This task calls for copying every line in the data below that contains the word "with".
_____
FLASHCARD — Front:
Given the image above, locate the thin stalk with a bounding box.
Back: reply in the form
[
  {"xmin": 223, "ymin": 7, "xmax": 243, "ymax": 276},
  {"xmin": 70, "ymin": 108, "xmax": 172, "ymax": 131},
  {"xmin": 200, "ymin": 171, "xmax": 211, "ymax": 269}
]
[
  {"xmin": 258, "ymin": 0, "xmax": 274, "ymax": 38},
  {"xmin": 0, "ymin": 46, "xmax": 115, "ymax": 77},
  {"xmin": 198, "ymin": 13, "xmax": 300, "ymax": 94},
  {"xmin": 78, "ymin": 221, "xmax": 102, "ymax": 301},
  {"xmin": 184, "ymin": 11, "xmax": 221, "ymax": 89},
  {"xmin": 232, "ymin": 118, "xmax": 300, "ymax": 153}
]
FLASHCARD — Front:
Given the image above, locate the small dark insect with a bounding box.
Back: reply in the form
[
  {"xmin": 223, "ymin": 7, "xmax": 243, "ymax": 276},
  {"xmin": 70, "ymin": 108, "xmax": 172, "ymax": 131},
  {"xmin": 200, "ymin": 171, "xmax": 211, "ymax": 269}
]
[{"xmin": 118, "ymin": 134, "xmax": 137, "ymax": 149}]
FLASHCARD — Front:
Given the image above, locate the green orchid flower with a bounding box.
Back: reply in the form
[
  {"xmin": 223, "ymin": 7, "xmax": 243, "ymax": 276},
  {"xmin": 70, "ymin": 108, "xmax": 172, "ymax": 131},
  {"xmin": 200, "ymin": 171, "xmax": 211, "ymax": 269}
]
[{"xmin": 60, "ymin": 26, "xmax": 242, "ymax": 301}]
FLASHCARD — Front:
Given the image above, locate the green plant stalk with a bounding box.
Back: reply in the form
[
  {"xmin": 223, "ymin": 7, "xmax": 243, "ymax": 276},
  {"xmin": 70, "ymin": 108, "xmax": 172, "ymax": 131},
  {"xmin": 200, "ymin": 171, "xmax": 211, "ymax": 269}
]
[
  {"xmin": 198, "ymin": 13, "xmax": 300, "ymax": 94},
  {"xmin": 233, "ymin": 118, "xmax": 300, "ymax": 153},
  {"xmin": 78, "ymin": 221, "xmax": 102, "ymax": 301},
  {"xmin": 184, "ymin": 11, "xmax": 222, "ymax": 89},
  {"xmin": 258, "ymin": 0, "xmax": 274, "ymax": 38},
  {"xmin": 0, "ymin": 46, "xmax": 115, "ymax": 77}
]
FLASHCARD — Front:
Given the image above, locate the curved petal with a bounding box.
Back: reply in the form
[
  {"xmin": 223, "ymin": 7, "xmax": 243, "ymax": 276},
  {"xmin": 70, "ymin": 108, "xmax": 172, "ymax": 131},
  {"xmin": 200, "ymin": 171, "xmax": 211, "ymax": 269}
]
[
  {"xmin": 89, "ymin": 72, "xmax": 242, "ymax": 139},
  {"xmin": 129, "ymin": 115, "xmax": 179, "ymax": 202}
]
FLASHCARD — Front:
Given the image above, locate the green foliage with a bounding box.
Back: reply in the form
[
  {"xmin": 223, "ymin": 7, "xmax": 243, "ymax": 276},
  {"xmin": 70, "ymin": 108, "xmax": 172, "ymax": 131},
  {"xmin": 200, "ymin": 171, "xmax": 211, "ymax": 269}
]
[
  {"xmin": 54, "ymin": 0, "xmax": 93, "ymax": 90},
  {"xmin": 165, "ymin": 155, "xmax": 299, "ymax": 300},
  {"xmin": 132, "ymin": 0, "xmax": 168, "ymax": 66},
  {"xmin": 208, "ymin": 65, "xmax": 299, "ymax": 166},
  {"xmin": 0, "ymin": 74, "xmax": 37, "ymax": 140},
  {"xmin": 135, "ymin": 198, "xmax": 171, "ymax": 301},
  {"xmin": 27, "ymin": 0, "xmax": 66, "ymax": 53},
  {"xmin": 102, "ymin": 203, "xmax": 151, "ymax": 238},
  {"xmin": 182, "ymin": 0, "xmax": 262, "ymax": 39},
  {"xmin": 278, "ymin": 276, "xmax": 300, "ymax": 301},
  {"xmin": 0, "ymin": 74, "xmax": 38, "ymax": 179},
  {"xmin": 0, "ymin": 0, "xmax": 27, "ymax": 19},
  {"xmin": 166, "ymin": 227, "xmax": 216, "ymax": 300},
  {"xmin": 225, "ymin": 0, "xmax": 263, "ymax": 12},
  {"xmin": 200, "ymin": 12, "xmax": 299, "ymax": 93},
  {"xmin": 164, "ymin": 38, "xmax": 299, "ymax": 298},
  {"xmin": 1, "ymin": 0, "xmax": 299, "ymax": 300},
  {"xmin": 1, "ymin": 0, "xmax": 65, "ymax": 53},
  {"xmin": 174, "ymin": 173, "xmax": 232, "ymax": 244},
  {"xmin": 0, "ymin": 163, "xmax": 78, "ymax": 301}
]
_____
- _Output of the task_:
Given the image above, locate the thin stalk with a bounding box.
Given the image above, locate the small dark insect with a bounding box.
Given the image above, locate the green orchid flower with a bounding box.
Given the image above, locate the green plant stalk with a bounding box.
Given the image above, locate the curved petal with a bounding box.
Given the image above, locate the green foliage with a bounding box.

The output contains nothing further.